Source text:
[start]
Soon, however, the blame and sadness turned to gratitude and thankfulness: grateful that I can still get around, and thankful that no one was hurt. It’s strange how the absence of a car, even in rainy weather, can be paradoxically cathartic. It helps to be near everything (originally because I wanted a short commute to work, but in retrospect was a super smart decision), but having the rain make contact with your face and obscure your vision by accumulating on your glasses is an excellent way to reconnect with the outside world. If only horses were an accepted way of traveling in MoVal, I would buy a horse and ride everywhere. The only thing that I am a bit questionable on is where I’m going to do laundry, as my landlord (while also not having wifi) doesn’t allow me to use his washer and dryer.

Few car accidents on interstates, especially ones as troubling and busy as the 10, end as passively as mine did. My car, though operational, cannot be resold and will likely not be fixed to be in selling condition. But my dad, in a phone call the night after, put it succinctly:

“Alan, it’s just a piece of metal. You are insured, and no one was hurt. Accidents rarely end like yours did.”
[end]
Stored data
[start]
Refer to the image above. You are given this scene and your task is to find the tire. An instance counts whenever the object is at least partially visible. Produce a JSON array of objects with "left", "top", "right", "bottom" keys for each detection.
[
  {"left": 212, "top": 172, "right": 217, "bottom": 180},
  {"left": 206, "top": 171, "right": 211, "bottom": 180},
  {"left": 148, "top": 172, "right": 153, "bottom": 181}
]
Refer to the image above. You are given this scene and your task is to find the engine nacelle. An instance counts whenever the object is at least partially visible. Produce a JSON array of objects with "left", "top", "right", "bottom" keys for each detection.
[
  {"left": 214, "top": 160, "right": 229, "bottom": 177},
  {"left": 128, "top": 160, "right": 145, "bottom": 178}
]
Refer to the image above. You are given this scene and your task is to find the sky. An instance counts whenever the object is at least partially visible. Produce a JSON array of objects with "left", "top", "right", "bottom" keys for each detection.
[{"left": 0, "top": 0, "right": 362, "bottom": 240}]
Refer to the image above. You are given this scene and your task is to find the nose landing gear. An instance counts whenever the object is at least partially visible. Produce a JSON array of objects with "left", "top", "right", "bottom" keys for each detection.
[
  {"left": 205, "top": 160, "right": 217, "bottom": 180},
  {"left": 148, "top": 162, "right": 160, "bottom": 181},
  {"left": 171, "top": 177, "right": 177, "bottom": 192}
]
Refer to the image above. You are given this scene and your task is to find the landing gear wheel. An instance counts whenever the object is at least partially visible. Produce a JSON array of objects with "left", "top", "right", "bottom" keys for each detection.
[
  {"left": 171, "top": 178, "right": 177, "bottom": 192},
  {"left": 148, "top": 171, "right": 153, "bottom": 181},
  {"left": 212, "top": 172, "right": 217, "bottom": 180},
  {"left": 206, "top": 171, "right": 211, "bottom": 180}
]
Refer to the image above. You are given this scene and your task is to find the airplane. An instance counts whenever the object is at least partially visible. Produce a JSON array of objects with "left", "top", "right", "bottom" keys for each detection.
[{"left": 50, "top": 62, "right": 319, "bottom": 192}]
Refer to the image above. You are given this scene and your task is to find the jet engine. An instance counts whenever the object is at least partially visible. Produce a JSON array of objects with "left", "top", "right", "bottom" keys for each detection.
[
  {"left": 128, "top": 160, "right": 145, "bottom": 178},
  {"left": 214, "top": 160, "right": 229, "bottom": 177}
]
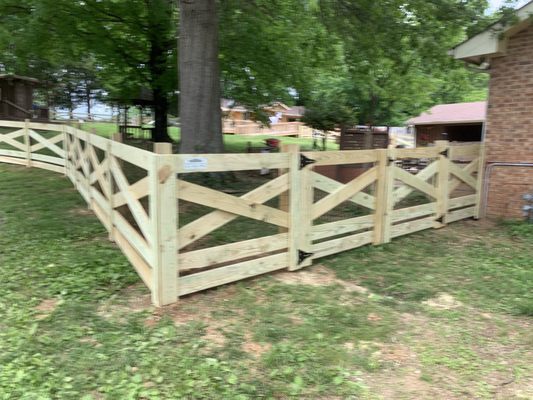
[end]
What to work on: According to the passage about the car accident, why is the writer unsure where to do laundry?

Expected answer: The landlord does not allow the writer to use his washer and dryer.